*What this task involves:* All of the entries need to be copied character for character.

*Dataset content:*
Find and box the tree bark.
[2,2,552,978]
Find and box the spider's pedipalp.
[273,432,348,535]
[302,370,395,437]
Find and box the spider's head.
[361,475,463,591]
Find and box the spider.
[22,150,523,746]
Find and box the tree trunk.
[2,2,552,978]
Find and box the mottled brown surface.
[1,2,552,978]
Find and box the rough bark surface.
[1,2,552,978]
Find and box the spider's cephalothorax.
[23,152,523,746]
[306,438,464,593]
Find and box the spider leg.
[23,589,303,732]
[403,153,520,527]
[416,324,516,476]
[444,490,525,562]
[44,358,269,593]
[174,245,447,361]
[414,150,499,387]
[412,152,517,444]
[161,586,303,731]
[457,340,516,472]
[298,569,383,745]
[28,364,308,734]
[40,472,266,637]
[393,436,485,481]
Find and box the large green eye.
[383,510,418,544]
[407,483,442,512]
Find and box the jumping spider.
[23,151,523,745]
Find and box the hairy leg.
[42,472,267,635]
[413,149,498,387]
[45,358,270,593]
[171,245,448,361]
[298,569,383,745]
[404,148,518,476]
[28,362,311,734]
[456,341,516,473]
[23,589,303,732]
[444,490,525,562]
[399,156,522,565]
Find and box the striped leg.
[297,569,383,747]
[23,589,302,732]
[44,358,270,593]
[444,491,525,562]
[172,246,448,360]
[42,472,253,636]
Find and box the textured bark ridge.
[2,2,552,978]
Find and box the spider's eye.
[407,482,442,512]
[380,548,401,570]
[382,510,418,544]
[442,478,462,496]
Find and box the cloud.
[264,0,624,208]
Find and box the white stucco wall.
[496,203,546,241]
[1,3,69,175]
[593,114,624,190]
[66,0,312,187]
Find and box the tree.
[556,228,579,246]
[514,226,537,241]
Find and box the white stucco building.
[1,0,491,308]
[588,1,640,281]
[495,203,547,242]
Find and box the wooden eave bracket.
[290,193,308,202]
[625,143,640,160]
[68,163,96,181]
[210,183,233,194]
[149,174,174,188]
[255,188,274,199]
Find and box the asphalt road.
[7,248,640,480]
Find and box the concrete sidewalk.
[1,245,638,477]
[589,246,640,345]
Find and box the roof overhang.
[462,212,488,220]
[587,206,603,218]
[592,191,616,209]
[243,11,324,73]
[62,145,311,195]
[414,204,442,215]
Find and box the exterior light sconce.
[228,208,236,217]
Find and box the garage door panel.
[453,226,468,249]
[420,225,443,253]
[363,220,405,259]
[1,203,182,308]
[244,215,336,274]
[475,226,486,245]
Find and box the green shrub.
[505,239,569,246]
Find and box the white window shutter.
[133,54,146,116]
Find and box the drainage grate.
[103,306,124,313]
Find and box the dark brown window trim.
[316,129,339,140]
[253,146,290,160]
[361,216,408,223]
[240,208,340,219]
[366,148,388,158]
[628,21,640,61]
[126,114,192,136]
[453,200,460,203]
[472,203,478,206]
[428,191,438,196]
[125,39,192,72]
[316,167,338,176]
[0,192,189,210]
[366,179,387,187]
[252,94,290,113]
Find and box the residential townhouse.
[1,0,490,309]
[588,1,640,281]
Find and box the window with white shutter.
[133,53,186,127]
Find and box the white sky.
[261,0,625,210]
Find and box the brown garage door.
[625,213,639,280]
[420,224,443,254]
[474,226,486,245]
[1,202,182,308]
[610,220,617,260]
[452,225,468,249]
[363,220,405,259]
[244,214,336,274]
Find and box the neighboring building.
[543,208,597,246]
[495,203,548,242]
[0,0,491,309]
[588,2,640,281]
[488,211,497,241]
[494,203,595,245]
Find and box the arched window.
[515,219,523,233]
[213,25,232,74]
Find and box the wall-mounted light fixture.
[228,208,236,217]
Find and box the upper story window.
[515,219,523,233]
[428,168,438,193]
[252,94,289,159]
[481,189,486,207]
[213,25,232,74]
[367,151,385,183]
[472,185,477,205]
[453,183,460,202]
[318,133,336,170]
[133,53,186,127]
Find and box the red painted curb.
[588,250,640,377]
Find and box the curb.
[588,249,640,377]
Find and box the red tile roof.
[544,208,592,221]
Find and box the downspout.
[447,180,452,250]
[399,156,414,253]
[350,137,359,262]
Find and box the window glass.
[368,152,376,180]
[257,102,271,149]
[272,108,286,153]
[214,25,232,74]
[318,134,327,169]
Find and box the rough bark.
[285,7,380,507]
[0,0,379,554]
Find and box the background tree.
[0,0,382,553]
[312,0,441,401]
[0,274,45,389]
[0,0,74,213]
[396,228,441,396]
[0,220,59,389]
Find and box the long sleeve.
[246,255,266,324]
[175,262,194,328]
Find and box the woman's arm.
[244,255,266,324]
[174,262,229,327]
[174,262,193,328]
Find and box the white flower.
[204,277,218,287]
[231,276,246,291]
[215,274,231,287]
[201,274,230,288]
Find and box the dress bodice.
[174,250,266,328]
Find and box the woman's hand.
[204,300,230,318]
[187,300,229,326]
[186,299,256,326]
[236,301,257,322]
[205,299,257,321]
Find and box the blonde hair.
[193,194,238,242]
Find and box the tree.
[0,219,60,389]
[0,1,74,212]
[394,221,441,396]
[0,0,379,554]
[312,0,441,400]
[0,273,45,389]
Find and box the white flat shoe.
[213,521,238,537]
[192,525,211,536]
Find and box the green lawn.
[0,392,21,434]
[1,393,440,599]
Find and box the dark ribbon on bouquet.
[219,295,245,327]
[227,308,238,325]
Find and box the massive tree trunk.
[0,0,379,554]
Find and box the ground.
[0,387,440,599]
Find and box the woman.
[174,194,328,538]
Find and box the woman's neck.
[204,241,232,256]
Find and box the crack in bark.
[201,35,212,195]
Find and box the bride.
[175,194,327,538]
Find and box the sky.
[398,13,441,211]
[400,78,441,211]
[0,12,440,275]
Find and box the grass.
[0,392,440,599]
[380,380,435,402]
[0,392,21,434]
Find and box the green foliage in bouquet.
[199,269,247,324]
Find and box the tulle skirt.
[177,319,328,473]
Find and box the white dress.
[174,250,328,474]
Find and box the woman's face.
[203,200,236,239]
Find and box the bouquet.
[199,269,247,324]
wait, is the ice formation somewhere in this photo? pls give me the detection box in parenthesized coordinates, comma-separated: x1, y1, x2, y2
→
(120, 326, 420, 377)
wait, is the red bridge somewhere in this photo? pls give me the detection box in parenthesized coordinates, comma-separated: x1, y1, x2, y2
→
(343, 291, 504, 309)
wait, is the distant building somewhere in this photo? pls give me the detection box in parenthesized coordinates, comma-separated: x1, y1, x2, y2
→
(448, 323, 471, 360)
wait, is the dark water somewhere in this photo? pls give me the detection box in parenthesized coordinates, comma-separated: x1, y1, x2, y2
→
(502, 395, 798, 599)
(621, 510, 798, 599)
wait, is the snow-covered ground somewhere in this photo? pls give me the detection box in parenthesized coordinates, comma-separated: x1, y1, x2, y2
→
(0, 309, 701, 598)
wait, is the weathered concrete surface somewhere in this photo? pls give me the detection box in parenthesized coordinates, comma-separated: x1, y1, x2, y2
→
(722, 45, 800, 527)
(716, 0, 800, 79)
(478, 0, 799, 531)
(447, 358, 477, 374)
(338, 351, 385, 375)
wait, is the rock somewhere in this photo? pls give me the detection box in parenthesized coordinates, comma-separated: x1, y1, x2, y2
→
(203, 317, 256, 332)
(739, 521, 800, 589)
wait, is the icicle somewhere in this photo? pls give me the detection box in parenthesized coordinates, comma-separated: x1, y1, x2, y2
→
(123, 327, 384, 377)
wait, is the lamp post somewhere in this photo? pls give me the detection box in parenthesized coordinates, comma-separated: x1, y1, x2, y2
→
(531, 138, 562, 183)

*Finished task:*
Find and box the tree bark.
[2,2,552,978]
Find and box the spider's pedipalp.
[273,432,348,535]
[302,370,395,437]
Find and box the spider's head.
[361,475,463,591]
Find and box the spider.
[22,150,523,746]
Find and box the tree trunk.
[2,2,552,978]
Find and box the mottled brown surface.
[1,2,552,978]
Find and box the rough bark surface.
[1,2,552,978]
Find and box the spider's cephalothorax.
[23,152,523,746]
[306,438,464,593]
Find and box the spider leg.
[23,589,303,732]
[403,153,520,527]
[416,324,516,476]
[444,490,525,562]
[44,358,269,593]
[174,245,447,361]
[414,150,499,387]
[412,152,517,444]
[161,586,303,731]
[457,340,516,472]
[298,569,383,745]
[28,364,308,734]
[40,472,266,637]
[393,436,485,481]
Find and box the large green eye.
[383,510,418,544]
[407,483,442,512]
Find and box the jumping spider.
[23,151,523,745]
Find and box the hairy leg.
[42,472,267,635]
[413,149,498,387]
[45,358,270,593]
[171,245,448,361]
[298,569,383,745]
[404,148,518,476]
[28,362,311,734]
[456,341,516,473]
[23,589,303,732]
[444,490,525,562]
[399,156,522,565]
Find and box the striped leg.
[297,569,383,747]
[23,589,302,732]
[44,358,270,593]
[444,491,525,562]
[172,246,448,360]
[42,472,253,636]
Find and box the textured bark ridge.
[2,2,552,978]
Find and box the spider's eye.
[407,482,442,512]
[380,548,401,570]
[382,510,418,544]
[442,478,462,496]
Find and box the cloud.
[264,0,624,208]
Find and box the white stucco wall.
[496,203,546,241]
[1,3,69,175]
[593,114,624,190]
[66,0,312,187]
Find and box the tree.
[556,228,579,246]
[514,226,537,241]
Find and box the white stucco building.
[1,0,491,308]
[588,1,640,281]
[495,203,547,242]
Find and box the wooden eave bracket.
[290,193,308,202]
[625,143,640,160]
[68,163,96,181]
[210,183,233,194]
[149,174,174,188]
[255,188,274,199]
Find and box the asphalt road.
[7,248,640,480]
Find and box the concrete sidewalk.
[1,245,638,477]
[589,246,640,345]
Find and box the roof overhang.
[462,212,488,220]
[587,206,603,218]
[592,191,616,209]
[243,11,324,73]
[62,145,311,195]
[414,204,442,215]
Find and box the exterior light sconce.
[228,208,236,217]
Find and box the garage door panel.
[453,226,468,249]
[420,225,443,253]
[363,220,405,259]
[1,203,182,308]
[244,215,336,274]
[475,226,486,245]
Find and box the green shrub.
[505,239,569,246]
Find and box the white window shutter.
[133,54,146,116]
Find and box the drainage grate.
[103,306,124,313]
Find and box the dark brown window trim.
[316,129,339,140]
[253,146,290,160]
[361,216,408,223]
[240,208,340,219]
[366,148,388,158]
[628,21,640,61]
[126,114,192,136]
[453,200,460,203]
[472,203,478,206]
[428,191,438,196]
[125,39,192,72]
[316,167,338,176]
[0,192,189,210]
[366,179,387,187]
[252,94,290,113]
Find and box the residential townhouse.
[1,0,490,309]
[588,1,640,281]
Find and box the window with white shutter.
[133,53,186,127]
Find and box the white sky.
[261,0,625,210]
Find and box the brown garage door.
[625,213,639,280]
[420,224,443,254]
[474,226,486,245]
[1,202,182,308]
[610,220,617,260]
[452,225,468,249]
[363,220,405,259]
[244,214,336,274]
Find and box the neighboring building.
[543,208,597,246]
[495,203,548,242]
[0,0,491,309]
[588,2,640,281]
[488,211,497,241]
[494,203,595,245]
Find and box the arched window.
[515,219,523,233]
[213,25,232,74]
Find and box the wall-mounted light fixture.
[228,208,236,217]
Find and box the upper story window.
[515,219,523,233]
[428,168,438,193]
[252,94,289,159]
[481,189,486,207]
[213,25,232,74]
[367,151,385,183]
[472,185,477,205]
[453,183,460,202]
[318,133,336,170]
[133,53,186,127]
Find and box the red painted curb.
[588,250,640,377]
Find and box the curb.
[588,249,640,377]
Find and box the red tile roof.
[544,208,592,221]
Find and box the downspout.
[447,180,452,250]
[399,156,414,253]
[350,137,359,262]
Find and box the window glass.
[368,152,376,180]
[257,102,271,149]
[272,108,286,153]
[214,25,232,74]
[318,134,327,169]
Find and box the rough bark.
[285,7,380,507]
[0,0,379,554]
Find and box the background tree.
[0,0,382,553]
[312,0,441,401]
[0,274,45,389]
[0,0,74,213]
[396,228,441,396]
[0,220,59,389]
Find and box the long sleeve.
[246,255,266,324]
[175,262,194,328]
Find and box the woman's arm.
[244,255,266,324]
[174,262,229,327]
[174,262,193,328]
Find and box the white flower.
[204,277,218,287]
[231,276,246,291]
[215,274,231,287]
[201,274,230,288]
Find and box the dress bodice.
[174,250,266,328]
Find and box the woman's hand.
[204,300,230,318]
[187,300,229,326]
[186,299,256,326]
[236,301,257,322]
[205,299,257,321]
Find and box the blonde hair.
[193,194,238,242]
Find and box the tree.
[0,219,60,389]
[0,1,74,212]
[394,221,441,396]
[0,0,379,554]
[312,0,441,400]
[0,273,45,389]
Find and box the white flat shoe.
[213,521,238,537]
[192,525,211,536]
Find and box the green lawn.
[0,392,21,434]
[1,393,440,599]
Find and box the dark ribbon on bouquet.
[219,295,245,327]
[227,308,238,325]
Find and box the massive tree trunk.
[0,0,379,554]
Find and box the ground.
[0,387,440,599]
Find and box the woman.
[174,194,328,538]
Find and box the woman's neck.
[204,241,232,256]
Find and box the crack in bark.
[201,35,212,195]
Find and box the bride.
[175,194,327,538]
Find and box the sky.
[398,13,441,211]
[400,78,441,211]
[0,12,440,275]
Find and box the grass.
[0,392,440,599]
[380,380,435,402]
[0,392,21,434]
Find and box the green foliage in bouquet.
[199,269,247,324]
Find and box the tulle skirt.
[177,319,328,473]
Find and box the white dress.
[174,250,328,474]
Find and box the woman's face.
[203,200,236,239]
Find and box the bouquet.
[199,269,247,324]
wait, is the ice formation somewhere in this photo? pls give me the detection box in parenthesized coordinates, comma-separated: x1, y1, x2, y2
→
(120, 326, 420, 377)
wait, is the red bridge somewhere in this photo? pls give me the detection box in parenthesized coordinates, comma-separated: x1, y1, x2, y2
→
(343, 291, 504, 309)
wait, is the distant building somewhere in this photo? pls give me the detection box in parenthesized coordinates, comma-separated: x1, y1, x2, y2
→
(448, 323, 471, 360)
wait, is the dark water somewhere in this photo? pls give me the detection box in parenthesized coordinates, comma-separated: x1, y1, x2, y2
→
(502, 395, 798, 599)
(621, 510, 798, 599)
wait, is the snow-covered ground somewhere in this photo? pls give me the detection box in parenthesized coordinates, comma-separated: x1, y1, x2, y2
→
(0, 309, 701, 598)
wait, is the weathered concrete surface somewhere in this photo? pls give me the detection box in parenthesized coordinates, comma-separated: x1, y1, x2, y2
→
(722, 45, 800, 527)
(716, 0, 800, 79)
(478, 0, 799, 531)
(447, 358, 477, 374)
(338, 351, 385, 375)
wait, is the rock somewhere in this photo? pls give me the detection box in parenthesized coordinates, comma-separated: x1, y1, x2, y2
→
(203, 317, 256, 332)
(739, 521, 800, 589)
wait, is the icicle somewhere in this photo? pls give me the detection box in parenthesized coordinates, comma-separated: x1, y1, x2, y2
→
(123, 327, 384, 377)
wait, is the lamp post somewhere in this photo? pls give me the detection box in parenthesized coordinates, comma-separated: x1, y1, x2, y2
→
(531, 138, 562, 183)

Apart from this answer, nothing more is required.